- **Short problem**
Strip the pictures and reproduce the rest of the listing exactly.

[Stored entries]
--*--

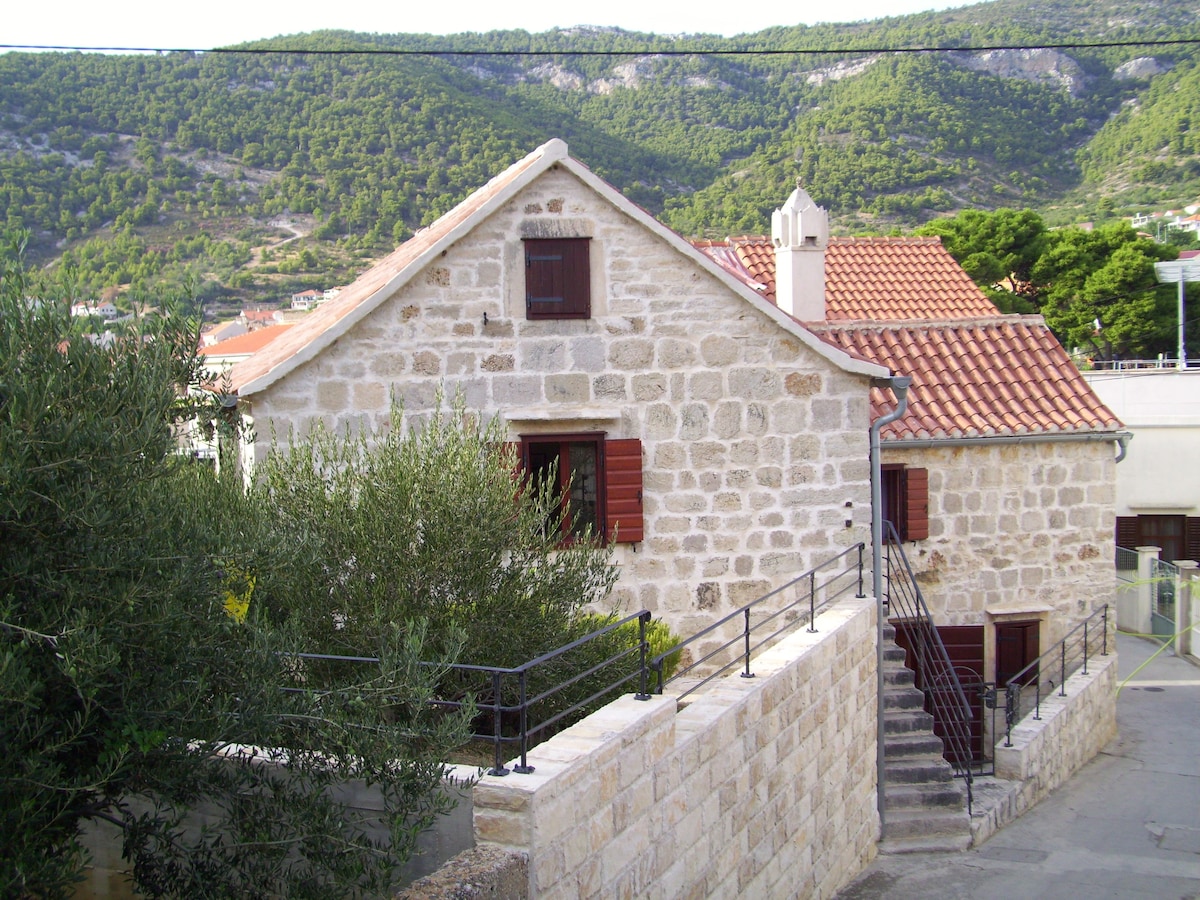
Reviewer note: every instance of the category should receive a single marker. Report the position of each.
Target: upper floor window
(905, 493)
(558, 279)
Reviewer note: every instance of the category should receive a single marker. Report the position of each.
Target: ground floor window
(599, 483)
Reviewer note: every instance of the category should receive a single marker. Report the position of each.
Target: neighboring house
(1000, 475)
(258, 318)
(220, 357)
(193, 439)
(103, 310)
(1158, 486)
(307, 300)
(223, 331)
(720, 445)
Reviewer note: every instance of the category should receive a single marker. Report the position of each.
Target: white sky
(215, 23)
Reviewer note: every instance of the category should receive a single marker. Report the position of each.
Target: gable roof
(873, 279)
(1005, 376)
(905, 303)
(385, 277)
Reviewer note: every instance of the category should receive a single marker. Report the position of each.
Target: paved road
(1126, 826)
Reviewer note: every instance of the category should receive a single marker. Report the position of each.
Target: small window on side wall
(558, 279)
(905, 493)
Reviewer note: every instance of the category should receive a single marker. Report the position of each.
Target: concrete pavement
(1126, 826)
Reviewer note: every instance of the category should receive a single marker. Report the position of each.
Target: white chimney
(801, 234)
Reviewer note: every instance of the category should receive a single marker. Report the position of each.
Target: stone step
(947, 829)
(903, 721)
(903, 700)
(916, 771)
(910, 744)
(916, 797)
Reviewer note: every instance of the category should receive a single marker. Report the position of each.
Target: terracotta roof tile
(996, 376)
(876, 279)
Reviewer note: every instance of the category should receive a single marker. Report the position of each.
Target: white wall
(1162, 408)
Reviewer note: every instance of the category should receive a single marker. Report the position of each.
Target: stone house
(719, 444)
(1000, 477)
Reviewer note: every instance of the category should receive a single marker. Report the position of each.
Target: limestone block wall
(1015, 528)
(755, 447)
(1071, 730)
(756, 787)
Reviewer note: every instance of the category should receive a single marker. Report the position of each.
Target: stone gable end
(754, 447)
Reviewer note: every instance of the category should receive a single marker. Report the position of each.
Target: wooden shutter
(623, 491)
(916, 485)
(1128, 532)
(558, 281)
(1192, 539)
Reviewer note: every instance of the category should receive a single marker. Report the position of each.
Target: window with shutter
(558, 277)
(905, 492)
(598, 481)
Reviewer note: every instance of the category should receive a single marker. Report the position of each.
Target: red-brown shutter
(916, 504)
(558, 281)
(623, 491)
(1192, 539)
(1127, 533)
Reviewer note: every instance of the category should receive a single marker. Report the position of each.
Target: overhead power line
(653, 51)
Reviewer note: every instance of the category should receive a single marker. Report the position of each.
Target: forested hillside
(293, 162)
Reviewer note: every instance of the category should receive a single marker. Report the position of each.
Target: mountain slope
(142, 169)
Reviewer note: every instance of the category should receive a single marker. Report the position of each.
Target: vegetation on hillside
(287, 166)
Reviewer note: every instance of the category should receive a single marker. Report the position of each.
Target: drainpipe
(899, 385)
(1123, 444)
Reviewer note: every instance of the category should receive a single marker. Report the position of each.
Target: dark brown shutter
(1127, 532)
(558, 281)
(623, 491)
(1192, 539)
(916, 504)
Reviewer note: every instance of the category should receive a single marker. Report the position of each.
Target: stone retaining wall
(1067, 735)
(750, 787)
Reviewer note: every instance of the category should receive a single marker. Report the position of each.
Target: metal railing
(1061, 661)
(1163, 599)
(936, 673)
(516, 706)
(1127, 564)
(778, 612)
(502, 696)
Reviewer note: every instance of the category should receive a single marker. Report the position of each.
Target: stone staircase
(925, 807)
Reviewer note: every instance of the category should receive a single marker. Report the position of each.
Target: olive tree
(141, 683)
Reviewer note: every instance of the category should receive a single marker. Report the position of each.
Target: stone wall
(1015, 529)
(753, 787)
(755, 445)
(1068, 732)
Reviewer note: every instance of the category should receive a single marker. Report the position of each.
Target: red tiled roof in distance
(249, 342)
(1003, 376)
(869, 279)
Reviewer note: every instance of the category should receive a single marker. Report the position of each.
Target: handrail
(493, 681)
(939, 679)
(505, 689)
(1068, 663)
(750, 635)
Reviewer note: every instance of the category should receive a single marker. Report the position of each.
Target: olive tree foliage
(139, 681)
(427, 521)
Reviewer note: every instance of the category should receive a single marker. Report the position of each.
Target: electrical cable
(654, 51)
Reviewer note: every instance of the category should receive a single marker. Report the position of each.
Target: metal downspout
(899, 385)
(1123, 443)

--*--

- **Finished answer**
Reviewer note: every instance of the category should receive a single marker. Report the position of each.
Target: upper floor window
(905, 493)
(558, 279)
Reviewer note: every instance of the category should receive a single marker. Report the position of each.
Target: ground floor window
(599, 483)
Reviewer note: every instance of the category should receive a single marker. Report the position of each.
Target: neighboring house
(1000, 475)
(258, 318)
(220, 357)
(193, 439)
(103, 310)
(1158, 486)
(307, 300)
(223, 331)
(720, 445)
Reviewer note: every instance of the category should receive a single marker. Report the position of each.
Target: white sky
(215, 23)
Reviewer note: every instance of the category should receive a single marker. Report the position of each.
Target: gable roof
(873, 279)
(1005, 376)
(905, 303)
(385, 277)
Reviewer note: every instance of the category should receive a single marker. Report the position of each.
Target: paved road
(1126, 826)
Reviewer note: every instance of the category should receive a single marker. Report the position of each.
Target: small window on side wall
(558, 279)
(905, 493)
Reviewer note: every instance of the category should receive a single marker. Report the position of each.
Target: concrete pavement
(1126, 826)
Reviewer note: every instance of the category should receive a single marker. Report the position of each.
Target: white chimney
(801, 234)
Reviewer note: every instance of the category should receive a single marker. Report the position of each.
Target: stone step
(947, 829)
(903, 721)
(903, 700)
(916, 771)
(910, 744)
(916, 797)
Reviewer note: every instance of the category should receive a single marker. Report the position of each.
Target: terracotta roof tile
(996, 376)
(876, 279)
Reviewer note: every instance of the category should receive a single marker. Report the position of each.
Target: white wall
(1162, 408)
Reviewer note: every instance of the category should receive a single marker. Report the position of each.
Target: stone house
(719, 444)
(1000, 477)
Reviewer note: every instance of the category should receive a single marker. Report the position of each.
Target: limestone block wall
(1015, 528)
(755, 447)
(1071, 730)
(756, 787)
Reviewer note: every instance of the category should receive a single marker. Report the position of each.
Target: stone gable end
(754, 447)
Reviewer note: every instance of the category should receive a single marker. Report the position of each.
Target: wooden shutter
(623, 491)
(916, 485)
(1128, 532)
(558, 281)
(1192, 539)
Reviewer note: every instance of the category should receive a single marker. Report the position of each.
Target: window with shutter
(558, 277)
(905, 492)
(598, 481)
Reviewer note: every instance of the category should receive a single marker. Report the position of each.
Target: red-brown shutter
(916, 504)
(558, 281)
(623, 491)
(1192, 539)
(1127, 533)
Reviewer note: every instance of the category should receive a single marker. Report the position of each.
Target: overhead power line
(653, 51)
Reviewer note: every instance of the category should receive a single marker. Report the position of each.
Target: forested hillside
(293, 162)
Reviewer note: every instance of the category should receive a single marker. Report the position of each.
Target: mountain slope
(142, 169)
Reviewer note: every instance of the category should receive a single marker. Report the position of each.
Target: vegetation on hillside
(287, 166)
Reviewer note: every instance of the category should receive a single marker. Report the position of each.
Target: drainpipe
(899, 385)
(1123, 444)
Reviewer note: every instance of the category should receive a single marker. Report the position of each.
Target: dark brown shutter
(1127, 532)
(558, 281)
(623, 491)
(1192, 539)
(916, 504)
Reviewer note: every instance of the category should receive a single marker. Report the position of each.
Target: stone retaining wall
(1067, 735)
(750, 787)
Reviewer note: every instance of the category should receive a single marker. Report the position of each.
Target: metal railing
(1061, 661)
(1163, 599)
(936, 673)
(516, 706)
(1127, 564)
(778, 612)
(502, 696)
Reviewer note: every instance of the category should receive a single marker. Report the position of each.
Target: stone staircase
(925, 807)
Reviewer note: every instance of the category should receive a single marker. Report the position of each.
Target: olive tree
(141, 683)
Reviewer note: every instance of the category should receive a single marker. Report the position of each.
Target: stone wall
(1015, 529)
(753, 787)
(755, 445)
(1068, 732)
Reviewer note: every instance of the category should receive a single marker. Report the position of each.
Target: red tiled roof in distance
(249, 342)
(1003, 376)
(869, 279)
Reviewer note: every instance of the category should receive a single marker. Report the position of each.
Target: handrail
(493, 681)
(939, 679)
(505, 689)
(1068, 663)
(750, 635)
Reviewer note: every instance of the category should receive a single marker. Report the position of each.
Target: olive tree foliage
(139, 681)
(427, 521)
Reviewer note: every instance of the category should receive a single marker. Report the position of each.
Target: electrical cable
(654, 51)
Reviewer note: every instance of the category should receive a single marker. Report the position of each.
Target: metal downspout
(899, 385)
(1123, 443)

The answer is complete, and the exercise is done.